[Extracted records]
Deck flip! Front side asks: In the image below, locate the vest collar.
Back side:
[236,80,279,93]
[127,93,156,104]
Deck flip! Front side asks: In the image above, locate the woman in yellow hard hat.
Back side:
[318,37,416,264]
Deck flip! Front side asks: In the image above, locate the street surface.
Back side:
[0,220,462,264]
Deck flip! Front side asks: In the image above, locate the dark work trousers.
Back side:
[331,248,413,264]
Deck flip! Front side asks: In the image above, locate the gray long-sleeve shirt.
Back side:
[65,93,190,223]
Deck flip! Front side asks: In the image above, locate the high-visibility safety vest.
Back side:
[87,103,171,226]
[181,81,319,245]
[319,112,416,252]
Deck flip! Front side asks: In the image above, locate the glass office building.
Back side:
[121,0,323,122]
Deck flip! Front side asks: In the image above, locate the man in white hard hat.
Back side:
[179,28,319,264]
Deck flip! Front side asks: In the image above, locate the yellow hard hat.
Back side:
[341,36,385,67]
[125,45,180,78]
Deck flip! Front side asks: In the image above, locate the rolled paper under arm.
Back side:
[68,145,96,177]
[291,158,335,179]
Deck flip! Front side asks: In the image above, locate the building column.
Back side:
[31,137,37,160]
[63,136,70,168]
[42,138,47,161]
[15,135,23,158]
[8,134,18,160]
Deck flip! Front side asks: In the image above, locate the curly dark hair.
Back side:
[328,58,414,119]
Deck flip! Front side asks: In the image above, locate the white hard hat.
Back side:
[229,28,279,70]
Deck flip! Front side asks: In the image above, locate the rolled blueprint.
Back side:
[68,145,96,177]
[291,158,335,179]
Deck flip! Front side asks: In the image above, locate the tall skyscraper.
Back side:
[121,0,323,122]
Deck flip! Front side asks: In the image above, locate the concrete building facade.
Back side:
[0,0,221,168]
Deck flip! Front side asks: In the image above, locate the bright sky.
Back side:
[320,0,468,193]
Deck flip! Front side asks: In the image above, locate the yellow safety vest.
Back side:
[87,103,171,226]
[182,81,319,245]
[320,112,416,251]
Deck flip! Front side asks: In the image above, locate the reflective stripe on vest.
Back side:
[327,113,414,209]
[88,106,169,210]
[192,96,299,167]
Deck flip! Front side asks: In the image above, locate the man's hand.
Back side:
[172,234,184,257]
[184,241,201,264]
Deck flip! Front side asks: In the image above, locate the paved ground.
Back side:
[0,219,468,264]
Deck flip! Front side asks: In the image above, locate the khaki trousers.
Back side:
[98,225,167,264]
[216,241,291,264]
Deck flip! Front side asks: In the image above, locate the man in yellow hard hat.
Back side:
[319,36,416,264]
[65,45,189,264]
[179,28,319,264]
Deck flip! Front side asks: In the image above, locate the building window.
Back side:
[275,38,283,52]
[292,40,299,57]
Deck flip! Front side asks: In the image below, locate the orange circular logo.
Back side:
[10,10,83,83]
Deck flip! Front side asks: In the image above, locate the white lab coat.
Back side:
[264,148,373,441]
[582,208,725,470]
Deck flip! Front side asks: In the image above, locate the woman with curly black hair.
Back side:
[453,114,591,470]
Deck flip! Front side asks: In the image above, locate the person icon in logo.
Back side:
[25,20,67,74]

▶ [Problem]: Please reproduce every line of the material from the line with "in white hard hat." up to and including the line with "[320,0,468,193]", offsetting each box coordinate by adding 116 to it.

▶ [Exercise response]:
Deck flip! Front side asks: In the image above, locate the man in white hard hat.
Back side:
[295,144,435,380]
Deck flip! Front side asks: In the image above, locate the yellow hard hat.
Back side:
[457,152,501,183]
[241,161,296,194]
Deck flip! Front side asks: In the image above, locate the rolled paper under arm.
Back side:
[184,261,212,293]
[407,274,451,295]
Deck flip! Front side asks: In the image above, locate the building column.
Back side:
[147,253,153,276]
[179,252,186,284]
[158,254,163,277]
[131,251,139,274]
[124,250,134,276]
Deck flip! Front side asks: In the image above, locate the curly dark hair.
Back side:
[444,174,530,235]
Deck flip! Front side asks: In the image above, locate the white hard hat.
Back side:
[345,144,395,186]
Deck flip! Front side asks: In the image above, locate the rolled blueprint.
Back side:
[184,261,212,293]
[407,274,451,295]
Deck flip! Front side asks: In the image above, locate the tall skyscraper.
Back side:
[237,116,439,238]
Deck flip! Front side asks: In the image above, locate the concrete building facade.
Back side:
[116,116,337,284]
Deck flip! Front side asks: In the image above, locate the bright sky.
Back side:
[436,116,584,309]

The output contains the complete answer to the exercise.